> [WHAT TO DO]
Can you transcribe the rows below, word for word, from the row containing "the black bollard." through the final row?

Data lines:

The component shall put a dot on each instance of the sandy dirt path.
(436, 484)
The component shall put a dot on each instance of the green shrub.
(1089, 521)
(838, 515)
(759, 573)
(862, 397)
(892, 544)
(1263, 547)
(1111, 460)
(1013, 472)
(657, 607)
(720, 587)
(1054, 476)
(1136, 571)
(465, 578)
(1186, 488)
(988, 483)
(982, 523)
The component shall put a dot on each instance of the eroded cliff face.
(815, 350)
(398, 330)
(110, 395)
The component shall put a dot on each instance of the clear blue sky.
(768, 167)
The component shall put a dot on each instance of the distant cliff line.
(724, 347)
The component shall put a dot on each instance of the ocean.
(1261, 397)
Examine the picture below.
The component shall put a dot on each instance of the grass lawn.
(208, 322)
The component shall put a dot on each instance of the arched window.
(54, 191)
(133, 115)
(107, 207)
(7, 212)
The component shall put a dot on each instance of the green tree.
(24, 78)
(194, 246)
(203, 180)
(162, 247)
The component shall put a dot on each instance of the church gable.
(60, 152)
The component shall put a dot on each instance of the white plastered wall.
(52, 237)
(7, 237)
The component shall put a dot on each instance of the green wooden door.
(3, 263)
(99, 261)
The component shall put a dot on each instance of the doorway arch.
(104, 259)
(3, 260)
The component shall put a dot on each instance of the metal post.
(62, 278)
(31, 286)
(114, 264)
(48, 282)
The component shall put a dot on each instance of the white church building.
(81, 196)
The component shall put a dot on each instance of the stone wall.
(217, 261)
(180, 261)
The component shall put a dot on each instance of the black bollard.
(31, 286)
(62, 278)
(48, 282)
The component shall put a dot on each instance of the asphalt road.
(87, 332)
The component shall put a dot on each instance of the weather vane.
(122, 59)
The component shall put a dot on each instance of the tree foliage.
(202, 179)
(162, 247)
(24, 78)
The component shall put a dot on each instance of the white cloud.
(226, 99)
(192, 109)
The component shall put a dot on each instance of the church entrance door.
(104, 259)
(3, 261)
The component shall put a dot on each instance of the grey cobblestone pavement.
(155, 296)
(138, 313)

> [TASK RESPONSE]
The component shall put a dot on each instance of the black bollard.
(31, 286)
(62, 278)
(48, 282)
The component shall put a dot on each instance of the asphalt road.
(87, 332)
The component shall put a dot on each instance of the weather vane.
(122, 59)
The component shall put a dot on each instance of the tree foliage.
(202, 179)
(162, 247)
(24, 78)
The component shall put a dot on each instance of the white cloud.
(226, 99)
(192, 109)
The component shall put a dot on each instance of the church entrance door.
(104, 259)
(3, 261)
The component shall put a dot on each instance of the grey cobblestone pavement.
(155, 296)
(138, 313)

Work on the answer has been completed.